Passage given:
EtherSAM: The New Standard in Ethernet Service Testing—Part 1
As Ethernet continues to evolve as the transport technology of choice, networks have shifted their focus from purely moving data to providing entertainment and new applications in the interconnected world. Ethernet-based services such as mobile backhaul, business and wholesale services need to carry a variety of applications, namely voice, video, e-mail, online trading and others. These new applications impose new requirements on network performance and on the methodologies used to validate the performance of these Ethernet services.
This article presents EtherSAM or ITU-T Y.1564, the new ITU-T draft standard for turning up, installing and troubleshooting Ethernet-based services. EtherSAM is the only standard test methodology that allows for complete validation of Ethernet service-level agreements (SLAs) in a single, significantly faster test and with the highest level of accuracy.
The Reality of Today’s Networks
Ethernet networks are now servicing real-time and sensitive services. By service, we are referring to the various types of traffic that the network can carry. Generally, all network traffic can be classified under three traffic types: data, real-time and high-priority. Each traffic type is affected differently by the network characteristics and must be groomed and shaped to meet their minimum performance objectives.
Traffic Type |
Main Applications |
Examples of Services |
Data |
Non-real-time or data transport |
|
Real-time |
Real-time broadcast that cannot be recreated once lost |
|
High-priority |
Mandatory traffic used to maintain stability in the network |
|
To assure quality of service (QoS), providers need to properly configure their networks to define how the traffic will be prioritized in the network. This is accomplished by assigning different levels of priority to each type of service and accurately configuring network prioritization algorithms. QoS enforcement refers to the method used to differentiate the traffic of various services via specific fields in the frames, thus providing better service to some frames over other ones. These fields allow a network element to discriminate and service high- and low-priority traffic.

(Dataset rows)

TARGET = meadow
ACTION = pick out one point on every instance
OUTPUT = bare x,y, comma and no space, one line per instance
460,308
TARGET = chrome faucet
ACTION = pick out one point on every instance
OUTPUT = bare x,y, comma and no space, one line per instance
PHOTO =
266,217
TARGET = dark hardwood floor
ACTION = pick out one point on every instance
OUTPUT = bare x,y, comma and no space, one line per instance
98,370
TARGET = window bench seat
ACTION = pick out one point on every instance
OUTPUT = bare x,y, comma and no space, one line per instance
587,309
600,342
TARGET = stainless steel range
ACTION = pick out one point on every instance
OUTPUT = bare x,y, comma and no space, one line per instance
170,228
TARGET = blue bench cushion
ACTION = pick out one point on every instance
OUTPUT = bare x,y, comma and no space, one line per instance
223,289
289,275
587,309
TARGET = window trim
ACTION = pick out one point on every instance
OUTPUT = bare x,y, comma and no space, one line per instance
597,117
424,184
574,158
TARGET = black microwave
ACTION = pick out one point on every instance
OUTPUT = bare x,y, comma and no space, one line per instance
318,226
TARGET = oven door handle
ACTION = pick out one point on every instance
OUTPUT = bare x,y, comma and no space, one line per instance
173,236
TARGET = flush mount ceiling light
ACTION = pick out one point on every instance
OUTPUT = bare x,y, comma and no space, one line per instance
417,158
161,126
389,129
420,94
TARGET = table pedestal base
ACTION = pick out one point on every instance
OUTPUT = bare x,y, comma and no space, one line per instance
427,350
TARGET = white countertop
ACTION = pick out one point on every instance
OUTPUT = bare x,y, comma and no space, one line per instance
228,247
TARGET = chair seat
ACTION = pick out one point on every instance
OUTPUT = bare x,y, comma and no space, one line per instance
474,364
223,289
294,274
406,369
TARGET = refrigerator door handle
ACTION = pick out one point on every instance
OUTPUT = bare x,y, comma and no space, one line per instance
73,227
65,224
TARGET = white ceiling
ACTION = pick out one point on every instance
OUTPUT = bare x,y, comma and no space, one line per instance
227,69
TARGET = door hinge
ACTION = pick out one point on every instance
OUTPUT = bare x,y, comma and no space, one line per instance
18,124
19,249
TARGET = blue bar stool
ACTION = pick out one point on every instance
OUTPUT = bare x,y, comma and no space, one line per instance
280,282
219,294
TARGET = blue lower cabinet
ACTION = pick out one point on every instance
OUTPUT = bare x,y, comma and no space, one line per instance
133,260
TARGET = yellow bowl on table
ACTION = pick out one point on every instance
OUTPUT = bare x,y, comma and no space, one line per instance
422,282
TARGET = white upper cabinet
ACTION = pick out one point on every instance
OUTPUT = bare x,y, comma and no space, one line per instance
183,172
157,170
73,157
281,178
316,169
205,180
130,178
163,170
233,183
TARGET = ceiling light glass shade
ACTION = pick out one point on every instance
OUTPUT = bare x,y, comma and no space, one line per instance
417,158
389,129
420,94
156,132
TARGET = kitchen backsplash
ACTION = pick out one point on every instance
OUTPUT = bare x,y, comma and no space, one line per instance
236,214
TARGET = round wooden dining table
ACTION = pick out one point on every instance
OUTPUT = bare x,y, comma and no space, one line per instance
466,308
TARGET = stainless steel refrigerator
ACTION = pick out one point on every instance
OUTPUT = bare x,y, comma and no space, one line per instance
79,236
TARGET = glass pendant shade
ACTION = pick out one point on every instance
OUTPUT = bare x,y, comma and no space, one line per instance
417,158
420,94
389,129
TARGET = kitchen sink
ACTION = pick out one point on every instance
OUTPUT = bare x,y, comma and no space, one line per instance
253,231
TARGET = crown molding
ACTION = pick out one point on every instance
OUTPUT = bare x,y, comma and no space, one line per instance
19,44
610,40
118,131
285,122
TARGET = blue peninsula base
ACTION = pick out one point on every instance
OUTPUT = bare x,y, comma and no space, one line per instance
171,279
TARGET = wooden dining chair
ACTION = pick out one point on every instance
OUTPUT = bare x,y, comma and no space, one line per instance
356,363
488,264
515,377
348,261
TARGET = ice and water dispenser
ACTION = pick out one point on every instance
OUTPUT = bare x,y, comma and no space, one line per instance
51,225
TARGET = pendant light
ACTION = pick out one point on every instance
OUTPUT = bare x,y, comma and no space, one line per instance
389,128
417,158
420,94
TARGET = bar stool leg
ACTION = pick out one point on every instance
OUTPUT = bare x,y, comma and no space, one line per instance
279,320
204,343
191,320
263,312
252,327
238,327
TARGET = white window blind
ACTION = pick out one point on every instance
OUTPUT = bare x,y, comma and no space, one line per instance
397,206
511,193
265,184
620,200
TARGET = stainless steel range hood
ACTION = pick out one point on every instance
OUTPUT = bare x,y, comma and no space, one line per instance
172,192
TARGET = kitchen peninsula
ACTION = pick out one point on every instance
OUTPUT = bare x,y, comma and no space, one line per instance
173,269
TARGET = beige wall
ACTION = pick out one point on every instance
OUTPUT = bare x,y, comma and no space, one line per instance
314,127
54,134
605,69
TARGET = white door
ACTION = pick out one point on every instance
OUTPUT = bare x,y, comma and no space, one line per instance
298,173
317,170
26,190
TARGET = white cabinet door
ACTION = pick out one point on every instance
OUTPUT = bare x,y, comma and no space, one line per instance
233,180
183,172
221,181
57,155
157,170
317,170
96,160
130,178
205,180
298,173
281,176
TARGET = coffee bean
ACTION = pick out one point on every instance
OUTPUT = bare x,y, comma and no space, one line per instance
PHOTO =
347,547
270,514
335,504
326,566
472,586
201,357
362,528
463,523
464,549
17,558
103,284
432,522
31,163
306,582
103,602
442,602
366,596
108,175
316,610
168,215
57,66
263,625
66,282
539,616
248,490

---

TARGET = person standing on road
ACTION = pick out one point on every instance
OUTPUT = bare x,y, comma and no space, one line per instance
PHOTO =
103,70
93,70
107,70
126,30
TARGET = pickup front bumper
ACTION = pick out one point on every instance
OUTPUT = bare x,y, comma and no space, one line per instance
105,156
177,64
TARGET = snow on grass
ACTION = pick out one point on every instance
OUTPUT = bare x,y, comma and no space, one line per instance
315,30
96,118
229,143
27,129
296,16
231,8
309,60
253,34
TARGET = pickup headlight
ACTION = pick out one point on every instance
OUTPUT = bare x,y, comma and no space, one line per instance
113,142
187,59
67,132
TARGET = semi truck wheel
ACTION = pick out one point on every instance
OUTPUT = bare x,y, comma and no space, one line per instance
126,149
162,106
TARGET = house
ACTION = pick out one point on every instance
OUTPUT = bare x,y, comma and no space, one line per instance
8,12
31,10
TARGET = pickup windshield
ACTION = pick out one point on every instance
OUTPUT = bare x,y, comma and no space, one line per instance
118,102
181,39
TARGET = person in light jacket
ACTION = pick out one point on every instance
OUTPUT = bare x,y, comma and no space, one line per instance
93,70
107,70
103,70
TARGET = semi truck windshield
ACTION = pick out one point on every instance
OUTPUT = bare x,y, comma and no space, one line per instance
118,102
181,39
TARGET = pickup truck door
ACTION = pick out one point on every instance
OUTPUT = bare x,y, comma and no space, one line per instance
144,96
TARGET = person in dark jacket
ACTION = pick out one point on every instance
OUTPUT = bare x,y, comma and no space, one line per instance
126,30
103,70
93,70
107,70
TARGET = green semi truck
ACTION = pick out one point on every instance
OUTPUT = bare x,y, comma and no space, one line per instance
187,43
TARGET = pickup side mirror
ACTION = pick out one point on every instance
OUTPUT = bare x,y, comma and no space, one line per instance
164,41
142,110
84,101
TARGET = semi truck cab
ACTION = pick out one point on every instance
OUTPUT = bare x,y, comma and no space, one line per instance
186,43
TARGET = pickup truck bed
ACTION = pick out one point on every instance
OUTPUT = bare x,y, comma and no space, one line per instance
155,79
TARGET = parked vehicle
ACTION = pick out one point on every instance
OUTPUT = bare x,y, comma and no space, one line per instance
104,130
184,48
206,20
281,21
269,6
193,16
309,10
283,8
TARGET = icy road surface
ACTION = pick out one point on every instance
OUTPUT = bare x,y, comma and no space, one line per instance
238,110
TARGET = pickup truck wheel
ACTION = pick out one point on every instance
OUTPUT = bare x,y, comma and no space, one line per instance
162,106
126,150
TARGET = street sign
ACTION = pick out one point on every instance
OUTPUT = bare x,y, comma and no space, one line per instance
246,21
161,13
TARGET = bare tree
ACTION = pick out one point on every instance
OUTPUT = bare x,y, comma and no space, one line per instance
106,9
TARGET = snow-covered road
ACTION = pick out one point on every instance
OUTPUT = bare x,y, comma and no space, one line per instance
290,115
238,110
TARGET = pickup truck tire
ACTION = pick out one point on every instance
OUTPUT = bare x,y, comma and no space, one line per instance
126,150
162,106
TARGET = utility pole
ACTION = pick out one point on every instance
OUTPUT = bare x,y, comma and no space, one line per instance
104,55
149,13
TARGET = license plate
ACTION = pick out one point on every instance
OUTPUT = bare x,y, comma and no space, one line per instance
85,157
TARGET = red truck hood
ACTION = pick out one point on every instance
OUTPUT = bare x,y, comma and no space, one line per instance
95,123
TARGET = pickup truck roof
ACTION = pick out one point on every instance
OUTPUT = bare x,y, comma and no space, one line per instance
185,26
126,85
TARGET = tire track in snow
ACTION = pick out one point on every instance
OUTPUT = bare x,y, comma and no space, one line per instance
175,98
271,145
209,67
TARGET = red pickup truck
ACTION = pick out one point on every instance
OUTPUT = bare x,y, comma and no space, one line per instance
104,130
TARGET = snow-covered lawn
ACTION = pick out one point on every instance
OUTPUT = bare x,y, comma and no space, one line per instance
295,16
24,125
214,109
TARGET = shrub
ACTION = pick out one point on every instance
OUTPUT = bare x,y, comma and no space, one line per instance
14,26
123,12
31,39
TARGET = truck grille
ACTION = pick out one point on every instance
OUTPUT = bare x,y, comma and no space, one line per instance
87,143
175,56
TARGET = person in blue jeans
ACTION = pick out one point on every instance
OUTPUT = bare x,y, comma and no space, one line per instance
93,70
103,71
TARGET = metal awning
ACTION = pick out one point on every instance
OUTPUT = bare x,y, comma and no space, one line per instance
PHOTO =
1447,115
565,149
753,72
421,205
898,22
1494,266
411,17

Work to complete:
[1] Write out the stretch of the EtherSAM article from "This article presents" through "minimum performance objectives.", word for word.
[2] In the EtherSAM article, what are the three traffic types under which all network traffic can generally be classified?
[3] Extend the article on EtherSAM Ethernet service testing, starting right after its final sentence.

The answers:
[1]
This article presents EtherSAM or ITU-T Y.1564, the new ITU-T draft standard for turning up, installing and troubleshooting Ethernet-based services. EtherSAM is the only standard test methodology that allows for complete validation of Ethernet service-level agreements (SLAs) in a single, significantly faster test and with the highest level of accuracy.
The Reality of Today’s Networks
Ethernet networks are now servicing real-time and sensitive services. By service, we are referring to the various types of traffic that the network can carry. Generally, all network traffic can be classified under three traffic types: data, real-time and high-priority. Each traffic type is affected differently by the network characteristics and must be groomed and shaped to meet their minimum performance objectives.

[2] Data, real-time and high-priority.

[3]
Importance of the SLA
The service-level agreement (SLA) is a binding contract between a service provider and a customer, which guarantees the minimum performance that will be assured for the services provided. These SLAs specify the key forwarding characteristics and the minimum performance guaranteed for each characteristic.
Typical SLA Example
Traffic Type |
Real-Time Data |
High-Priority Data |
Best-Effort Data |
CIR (Mbit/s) (green traffic) |
5 |
10 |
2.5 |
EIR (Mbit/s) (yellow traffic) |
0 |
5 |
5 |
Frame delay (ms) |
< 5 |
5-15 |
<30 |
Frame delay variation (ms) |
< 1 |
n/a |
n/a |
Frame loss (%) |
< 0.001 |
<0.05 |
<0.05 |
VLAN |
100 |
200 |
300 |
Customer traffic is classified into three traffic classes, and each is assigned a specific color: green for committed traffic, yellow for excess traffic and red for discarded traffic.
- Committed information rate (CIR) (green traffic): refers to bandwidth that is guaranteed available at all times to a specific service; for green traffic, minimum performance objectives (i.e., key performance indicators or KPIs) are guaranteed to be met.
- Excess information rate (EIR) (yellow traffic): refers to excess bandwidth above CIR that may be available depending on network loading and usage; for yellow traffic, minimum performance objectives are not guaranteed to be met.
- Discarded traffic (red traffic): refers to traffic that is above the CIR or the CIR/EIR rate and that cannot be forwarded without disrupting other services; red traffic is therefore destroyed.
Green traffic | 0 to CIR | Guaranteed forwarding | KPIs are guaranteed |
Yellow traffic | CIR to EIR | Best effort | KPIs are not guaranteed |
Red traffic | > EIR or CIR | Discarded traffic | Not applicable |
Key Performance Indicators
Key performance indicators (KPIs) are specific traffic characteristics that indicate the minimum performance of a particular traffic profile.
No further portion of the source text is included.